Source data
· · ·

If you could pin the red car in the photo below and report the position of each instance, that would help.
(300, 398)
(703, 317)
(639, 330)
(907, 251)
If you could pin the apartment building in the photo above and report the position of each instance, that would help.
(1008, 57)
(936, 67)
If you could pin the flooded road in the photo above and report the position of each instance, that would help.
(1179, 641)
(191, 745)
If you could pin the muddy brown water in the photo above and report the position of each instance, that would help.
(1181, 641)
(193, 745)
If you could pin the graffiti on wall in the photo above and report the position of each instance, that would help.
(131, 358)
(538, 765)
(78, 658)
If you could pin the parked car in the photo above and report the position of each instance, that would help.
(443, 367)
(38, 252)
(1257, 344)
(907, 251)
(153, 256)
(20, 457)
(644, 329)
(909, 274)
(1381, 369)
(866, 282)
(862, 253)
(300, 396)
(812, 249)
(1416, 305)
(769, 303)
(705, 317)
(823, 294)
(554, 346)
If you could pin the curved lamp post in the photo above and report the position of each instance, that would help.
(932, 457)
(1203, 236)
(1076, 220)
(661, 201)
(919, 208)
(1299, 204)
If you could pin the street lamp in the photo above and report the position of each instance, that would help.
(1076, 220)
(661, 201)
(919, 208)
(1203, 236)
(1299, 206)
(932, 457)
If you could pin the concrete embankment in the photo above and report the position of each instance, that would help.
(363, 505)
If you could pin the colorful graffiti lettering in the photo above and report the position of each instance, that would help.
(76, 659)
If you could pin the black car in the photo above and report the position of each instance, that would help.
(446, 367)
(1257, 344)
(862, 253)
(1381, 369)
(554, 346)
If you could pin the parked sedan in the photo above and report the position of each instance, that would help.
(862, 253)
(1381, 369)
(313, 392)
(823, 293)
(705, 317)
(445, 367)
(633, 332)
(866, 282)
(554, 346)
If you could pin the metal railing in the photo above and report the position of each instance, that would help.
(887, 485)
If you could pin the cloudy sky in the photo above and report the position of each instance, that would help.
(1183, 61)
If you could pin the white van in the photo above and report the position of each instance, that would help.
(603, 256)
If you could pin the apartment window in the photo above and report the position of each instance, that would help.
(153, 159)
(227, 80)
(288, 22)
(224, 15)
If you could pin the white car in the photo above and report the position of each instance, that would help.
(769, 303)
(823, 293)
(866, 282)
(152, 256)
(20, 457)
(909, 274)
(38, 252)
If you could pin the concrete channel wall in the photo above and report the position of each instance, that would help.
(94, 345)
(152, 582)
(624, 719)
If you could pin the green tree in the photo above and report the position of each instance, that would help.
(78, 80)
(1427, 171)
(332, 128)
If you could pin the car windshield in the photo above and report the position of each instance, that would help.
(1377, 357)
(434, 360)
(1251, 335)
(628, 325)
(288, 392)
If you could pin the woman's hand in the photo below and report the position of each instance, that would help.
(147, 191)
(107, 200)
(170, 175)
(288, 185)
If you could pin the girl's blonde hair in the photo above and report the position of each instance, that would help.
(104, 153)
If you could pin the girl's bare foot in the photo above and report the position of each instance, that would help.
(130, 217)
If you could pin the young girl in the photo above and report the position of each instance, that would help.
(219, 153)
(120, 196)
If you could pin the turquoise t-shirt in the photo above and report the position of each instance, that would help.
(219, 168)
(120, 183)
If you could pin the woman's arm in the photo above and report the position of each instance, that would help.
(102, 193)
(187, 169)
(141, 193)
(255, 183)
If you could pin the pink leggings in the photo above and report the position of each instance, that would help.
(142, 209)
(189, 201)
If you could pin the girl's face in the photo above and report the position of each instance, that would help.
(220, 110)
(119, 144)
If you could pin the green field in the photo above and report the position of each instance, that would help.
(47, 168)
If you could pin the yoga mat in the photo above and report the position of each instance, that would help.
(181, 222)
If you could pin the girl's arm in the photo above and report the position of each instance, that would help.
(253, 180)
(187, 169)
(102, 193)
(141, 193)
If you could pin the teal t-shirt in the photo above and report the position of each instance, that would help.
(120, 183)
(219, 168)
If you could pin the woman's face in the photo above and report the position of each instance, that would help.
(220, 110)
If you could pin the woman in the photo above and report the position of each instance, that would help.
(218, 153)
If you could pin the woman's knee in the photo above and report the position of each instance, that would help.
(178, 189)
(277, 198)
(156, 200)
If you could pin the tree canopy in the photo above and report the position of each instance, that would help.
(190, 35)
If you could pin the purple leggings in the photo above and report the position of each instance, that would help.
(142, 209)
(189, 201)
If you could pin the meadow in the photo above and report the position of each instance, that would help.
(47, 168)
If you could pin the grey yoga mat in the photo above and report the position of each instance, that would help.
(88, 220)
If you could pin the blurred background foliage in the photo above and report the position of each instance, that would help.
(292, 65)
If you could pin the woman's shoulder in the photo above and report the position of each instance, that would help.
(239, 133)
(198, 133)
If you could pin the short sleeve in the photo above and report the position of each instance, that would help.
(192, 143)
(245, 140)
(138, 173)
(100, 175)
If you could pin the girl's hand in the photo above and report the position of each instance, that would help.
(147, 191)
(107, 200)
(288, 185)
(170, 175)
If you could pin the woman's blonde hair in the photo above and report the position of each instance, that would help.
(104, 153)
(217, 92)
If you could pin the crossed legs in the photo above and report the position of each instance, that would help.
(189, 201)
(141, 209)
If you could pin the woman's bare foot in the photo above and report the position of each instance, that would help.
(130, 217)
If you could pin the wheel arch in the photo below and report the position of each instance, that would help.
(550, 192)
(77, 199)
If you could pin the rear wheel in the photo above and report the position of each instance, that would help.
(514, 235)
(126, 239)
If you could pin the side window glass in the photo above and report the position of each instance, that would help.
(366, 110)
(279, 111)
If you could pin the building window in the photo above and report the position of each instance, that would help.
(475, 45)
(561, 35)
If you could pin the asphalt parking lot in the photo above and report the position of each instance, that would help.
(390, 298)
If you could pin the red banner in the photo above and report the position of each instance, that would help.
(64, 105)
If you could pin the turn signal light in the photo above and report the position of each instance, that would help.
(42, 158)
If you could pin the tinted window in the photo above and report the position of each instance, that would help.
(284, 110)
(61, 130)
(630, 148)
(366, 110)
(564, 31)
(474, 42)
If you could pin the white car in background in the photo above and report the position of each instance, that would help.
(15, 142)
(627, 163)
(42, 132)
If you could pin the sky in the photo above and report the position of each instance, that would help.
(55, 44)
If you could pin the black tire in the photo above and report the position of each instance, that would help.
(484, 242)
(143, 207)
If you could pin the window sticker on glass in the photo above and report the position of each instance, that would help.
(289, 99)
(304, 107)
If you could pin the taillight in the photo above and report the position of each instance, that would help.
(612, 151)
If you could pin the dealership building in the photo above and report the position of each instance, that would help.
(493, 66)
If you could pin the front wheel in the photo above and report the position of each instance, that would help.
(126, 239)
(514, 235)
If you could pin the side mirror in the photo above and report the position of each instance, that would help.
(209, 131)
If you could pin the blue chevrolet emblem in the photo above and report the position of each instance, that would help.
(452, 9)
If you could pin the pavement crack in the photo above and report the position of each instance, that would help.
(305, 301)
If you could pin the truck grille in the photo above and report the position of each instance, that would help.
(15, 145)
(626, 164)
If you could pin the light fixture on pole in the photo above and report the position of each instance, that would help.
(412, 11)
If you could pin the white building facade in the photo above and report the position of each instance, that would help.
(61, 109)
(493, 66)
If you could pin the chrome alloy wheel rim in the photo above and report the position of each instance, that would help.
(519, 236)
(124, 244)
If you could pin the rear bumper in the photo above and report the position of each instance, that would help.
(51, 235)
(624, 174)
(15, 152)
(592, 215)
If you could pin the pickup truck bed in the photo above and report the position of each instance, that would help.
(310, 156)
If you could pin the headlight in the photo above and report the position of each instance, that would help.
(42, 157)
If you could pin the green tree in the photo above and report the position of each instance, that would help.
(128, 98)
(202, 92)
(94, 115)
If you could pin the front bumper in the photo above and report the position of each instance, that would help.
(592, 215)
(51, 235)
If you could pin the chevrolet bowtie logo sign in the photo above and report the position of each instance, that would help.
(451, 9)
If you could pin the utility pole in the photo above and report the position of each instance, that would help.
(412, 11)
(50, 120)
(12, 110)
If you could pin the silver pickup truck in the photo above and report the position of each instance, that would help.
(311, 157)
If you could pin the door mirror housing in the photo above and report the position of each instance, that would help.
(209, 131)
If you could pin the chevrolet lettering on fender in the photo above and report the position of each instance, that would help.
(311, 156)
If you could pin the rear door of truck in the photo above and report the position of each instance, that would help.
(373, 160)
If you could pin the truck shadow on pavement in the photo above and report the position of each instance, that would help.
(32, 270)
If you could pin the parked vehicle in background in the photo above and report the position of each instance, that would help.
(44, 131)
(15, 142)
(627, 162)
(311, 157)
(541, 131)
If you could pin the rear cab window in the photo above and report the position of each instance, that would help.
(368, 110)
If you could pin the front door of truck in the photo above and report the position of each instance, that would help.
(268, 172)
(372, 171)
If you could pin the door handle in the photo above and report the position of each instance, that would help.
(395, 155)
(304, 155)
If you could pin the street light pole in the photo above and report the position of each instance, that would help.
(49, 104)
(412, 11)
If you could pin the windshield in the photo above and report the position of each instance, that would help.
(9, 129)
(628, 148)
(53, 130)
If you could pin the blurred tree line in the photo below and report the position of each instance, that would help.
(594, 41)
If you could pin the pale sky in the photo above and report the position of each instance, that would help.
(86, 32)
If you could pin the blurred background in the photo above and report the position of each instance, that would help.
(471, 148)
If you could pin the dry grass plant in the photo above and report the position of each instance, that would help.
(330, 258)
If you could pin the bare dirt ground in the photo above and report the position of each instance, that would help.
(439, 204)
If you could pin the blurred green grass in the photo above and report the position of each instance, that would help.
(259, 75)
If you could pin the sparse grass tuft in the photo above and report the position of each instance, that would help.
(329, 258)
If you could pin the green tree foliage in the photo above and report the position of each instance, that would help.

· · ·

Description of the task
Starting with the line that contains "If you could pin the parked vehicle", repeat each line through the last one exactly as it appears. Include both ends and nothing more.

The result
If you could pin the parked vehicle in background in the photo above and report the position of each instance, that would help.
(44, 131)
(15, 142)
(627, 162)
(311, 157)
(541, 131)
If you could pin the rear cab window in the photo above and report the position of each instance, that would help.
(368, 110)
If you could pin the front door of truck in the photo above and report the position of each instance, that would help.
(268, 172)
(372, 171)
If you could pin the door handle in the photo above and report the position of each instance, that would help.
(395, 155)
(304, 155)
If you could pin the street light pole in the photo above and report the position of each instance, that would help.
(49, 104)
(412, 11)
If you could pin the windshield in the photo above and report the position of each instance, that would help.
(9, 129)
(628, 148)
(53, 130)
If you could pin the blurred tree line in the photo below and report the position of each instance, that would help.
(594, 41)
If you could pin the pale sky in the photo above and report the position of each instance, that would help.
(86, 32)
If you could pin the blurred background in the photo above and report the position of each instance, that would help.
(471, 148)
If you could pin the dry grass plant in the photo above and report the position of each instance, that would help.
(330, 258)
If you could pin the bare dirt ground in the photo above and report the position of each instance, that would help.
(439, 204)
If you could pin the blurred green grass in the photo above and report the position of each instance, that would help.
(259, 75)
If you could pin the sparse grass tuft in the photo above and report the position of each instance, that would help.
(329, 258)
If you could pin the green tree foliage in the photo above and report the position of each instance, that would help.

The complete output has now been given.